▶ [DATA SECTION]:
........

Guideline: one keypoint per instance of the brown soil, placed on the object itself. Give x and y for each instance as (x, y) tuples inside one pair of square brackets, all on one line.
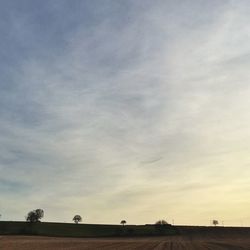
[(157, 243)]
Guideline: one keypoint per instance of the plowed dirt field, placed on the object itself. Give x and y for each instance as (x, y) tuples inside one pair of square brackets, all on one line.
[(147, 243)]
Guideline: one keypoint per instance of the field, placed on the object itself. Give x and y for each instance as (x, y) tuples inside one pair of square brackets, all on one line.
[(191, 238), (148, 243)]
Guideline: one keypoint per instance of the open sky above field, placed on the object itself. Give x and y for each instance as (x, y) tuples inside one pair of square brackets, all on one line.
[(135, 110)]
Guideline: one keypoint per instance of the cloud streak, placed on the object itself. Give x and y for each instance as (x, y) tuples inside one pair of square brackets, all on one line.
[(132, 109)]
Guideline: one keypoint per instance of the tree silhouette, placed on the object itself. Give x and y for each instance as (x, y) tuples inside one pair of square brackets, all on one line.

........

▶ [WHAT YOU ARE ASKED TO DO]:
Write out the entries again, word for word. No images.

▶ [RESPONSE BELOW]:
Guideline: one keypoint per instance of the brown soil, placed on the object itself. Give x and y for each instance as (x, y) tuples inside one pair of square brackets, all on one line.
[(157, 243)]
Guideline: one keypoint per instance of the plowed dirt field, placed on the object itself. Give x and y for each instance as (x, y) tuples inside one pair of square brackets, all on one line.
[(147, 243)]
Guideline: one keypoint per instance of the field, placed on the object itself. Give x and y for each instance as (x, y) tuples inside one pair of square brackets, all on one line.
[(191, 238), (148, 243)]
Guideline: one keypoint per instance of the open sky above field, placed on the object itself. Give x and y for each instance as (x, y) tuples inside one pair of square brackets, all on one line.
[(135, 110)]
Guideline: one keypoint per instance of the cloud streak, placed on the object itself. Give x and y for each instance as (x, y) tuples inside one pair of square brackets, all on one line.
[(132, 109)]
Guideline: one keypoint per instance of the tree silhouette, placed on the object itself. Give x and y for each instance as (x, y) tuples inside one pair of square brackets, all on one line.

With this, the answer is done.